• Exercise: Would you retype every entry that follows without altering a word?

(Input records begins)

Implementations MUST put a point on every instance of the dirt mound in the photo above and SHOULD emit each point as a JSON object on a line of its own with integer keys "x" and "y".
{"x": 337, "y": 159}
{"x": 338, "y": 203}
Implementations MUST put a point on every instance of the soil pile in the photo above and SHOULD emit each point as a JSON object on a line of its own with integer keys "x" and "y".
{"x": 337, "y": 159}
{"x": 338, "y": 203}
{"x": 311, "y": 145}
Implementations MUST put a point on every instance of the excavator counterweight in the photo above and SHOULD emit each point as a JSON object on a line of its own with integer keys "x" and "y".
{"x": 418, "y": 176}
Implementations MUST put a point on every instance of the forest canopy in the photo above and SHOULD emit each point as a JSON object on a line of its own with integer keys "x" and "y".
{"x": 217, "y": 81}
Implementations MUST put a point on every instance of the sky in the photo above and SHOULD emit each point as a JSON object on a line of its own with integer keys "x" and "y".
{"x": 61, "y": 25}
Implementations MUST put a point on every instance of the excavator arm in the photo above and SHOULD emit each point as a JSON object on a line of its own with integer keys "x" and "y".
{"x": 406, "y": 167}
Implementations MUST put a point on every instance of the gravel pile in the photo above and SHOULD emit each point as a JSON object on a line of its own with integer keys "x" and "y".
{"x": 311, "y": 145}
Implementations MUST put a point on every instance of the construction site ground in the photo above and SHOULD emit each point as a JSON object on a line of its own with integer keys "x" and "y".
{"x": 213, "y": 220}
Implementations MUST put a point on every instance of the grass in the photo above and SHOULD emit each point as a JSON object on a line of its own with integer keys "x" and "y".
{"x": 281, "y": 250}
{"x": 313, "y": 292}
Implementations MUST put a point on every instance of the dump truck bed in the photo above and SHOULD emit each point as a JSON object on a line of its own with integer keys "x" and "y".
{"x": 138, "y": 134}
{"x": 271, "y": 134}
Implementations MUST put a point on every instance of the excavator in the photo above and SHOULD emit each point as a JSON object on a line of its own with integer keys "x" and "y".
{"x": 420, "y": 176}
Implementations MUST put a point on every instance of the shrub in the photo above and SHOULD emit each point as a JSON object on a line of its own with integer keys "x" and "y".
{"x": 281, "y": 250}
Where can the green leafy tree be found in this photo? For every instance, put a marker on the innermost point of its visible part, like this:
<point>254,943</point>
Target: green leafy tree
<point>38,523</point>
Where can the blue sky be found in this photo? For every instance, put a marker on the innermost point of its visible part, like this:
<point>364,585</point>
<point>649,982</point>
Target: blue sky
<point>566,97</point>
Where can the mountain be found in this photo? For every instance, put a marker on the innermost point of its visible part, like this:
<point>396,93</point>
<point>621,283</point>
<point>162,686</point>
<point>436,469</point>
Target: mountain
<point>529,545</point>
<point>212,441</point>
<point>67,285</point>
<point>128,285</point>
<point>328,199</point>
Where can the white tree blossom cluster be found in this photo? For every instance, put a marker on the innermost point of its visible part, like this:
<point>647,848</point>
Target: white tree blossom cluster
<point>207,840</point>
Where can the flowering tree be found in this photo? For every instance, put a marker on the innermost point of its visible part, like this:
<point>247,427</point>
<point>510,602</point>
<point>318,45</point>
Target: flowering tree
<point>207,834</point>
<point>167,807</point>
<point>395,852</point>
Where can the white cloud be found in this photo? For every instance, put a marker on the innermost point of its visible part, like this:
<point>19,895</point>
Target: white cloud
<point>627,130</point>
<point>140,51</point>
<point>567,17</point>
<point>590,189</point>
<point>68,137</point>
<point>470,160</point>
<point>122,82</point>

(Input records ends)

• Task result:
Implementations MUST put a point on every instance of the dirt mound in the photo above and SHOULD emit each point as a JSON object on a line of its own with integer keys "x" and "y".
{"x": 337, "y": 159}
{"x": 338, "y": 203}
Implementations MUST put a point on every instance of the soil pile in the photo above and SHOULD emit each point as a JSON object on a line of its own with integer keys "x" and "y".
{"x": 337, "y": 159}
{"x": 338, "y": 203}
{"x": 311, "y": 145}
Implementations MUST put a point on every instance of the excavator counterweight in the photo above and SHOULD emit each point as a JSON object on a line of its own with integer keys "x" and "y".
{"x": 418, "y": 176}
Implementations MUST put a point on every instance of the forest canopy in the photo above and SHOULD emit each point as a JSON object on a line of its own with integer keys "x" and "y".
{"x": 217, "y": 81}
Implementations MUST put a point on every instance of the sky in the photo above and SHOULD emit each point as a JSON object on a line of its own with integer keys "x" and "y".
{"x": 61, "y": 25}
Implementations MUST put a point on every instance of the excavator arm in the photo above and SHOULD emit each point as a JSON object on a line of its own with integer keys "x" and "y".
{"x": 406, "y": 167}
Implementations MUST put a point on every instance of the gravel pile in the photo above and SHOULD emit each point as a JSON object on a line of its own with integer keys "x" and "y".
{"x": 311, "y": 145}
Implementations MUST put a point on every instance of the construction site ground in the photo above and SHOULD emit each point as a JSON object on a line of its own with integer keys "x" and "y".
{"x": 213, "y": 220}
Implementations MUST put a point on every instance of the grass in the photo above and SHOULD emit each point as a JSON object on a line of its own with integer keys "x" and "y".
{"x": 281, "y": 250}
{"x": 313, "y": 292}
Implementations MUST put a point on every instance of the dump truck bed in the photo above and SHOULD emit each point as a JSON object on a line of its own with integer keys "x" and "y".
{"x": 138, "y": 134}
{"x": 271, "y": 134}
Implementations MUST put a point on every instance of the excavator in the photo above and SHOULD emit each point as a JSON object on a line of its own with integer keys "x" and "y".
{"x": 420, "y": 176}
Implementations MUST put a point on every instance of the shrub in the photo above and SHOULD emit each point as a JSON object on a line of its own with integer keys "x" and "y".
{"x": 281, "y": 250}
Where can the green leafy tree be found in this photo? For every instance, put a marker on the innermost point of its visible part, like this:
<point>254,943</point>
Target: green leafy tree
<point>38,523</point>
Where can the blue sky be found in this photo? For every instance, put a marker on the innermost point of its visible part, like this:
<point>364,585</point>
<point>649,982</point>
Target: blue sky
<point>566,97</point>
Where can the mountain be found in this photo? For every instance, put a marker on the innermost point of its visible part, like this:
<point>396,93</point>
<point>621,283</point>
<point>162,686</point>
<point>436,469</point>
Target: mountain
<point>529,545</point>
<point>212,441</point>
<point>67,285</point>
<point>128,285</point>
<point>328,199</point>
Where can the white tree blossom cluster be found in this photo? For every instance, put a marker on the innermost point of its visible part, like this:
<point>647,848</point>
Target: white tree blossom cluster
<point>207,840</point>
Where can the flowering tree be found in this photo? For every instance, put a marker on the innermost point of its visible part, like this:
<point>247,427</point>
<point>510,602</point>
<point>318,45</point>
Target: flowering tree
<point>207,834</point>
<point>167,807</point>
<point>395,852</point>
Where can the white cloud be found in this photo? For every instance, put a marker on the innermost point of its visible part, like this:
<point>19,895</point>
Target: white cloud
<point>627,130</point>
<point>140,51</point>
<point>567,17</point>
<point>590,189</point>
<point>68,137</point>
<point>470,160</point>
<point>122,82</point>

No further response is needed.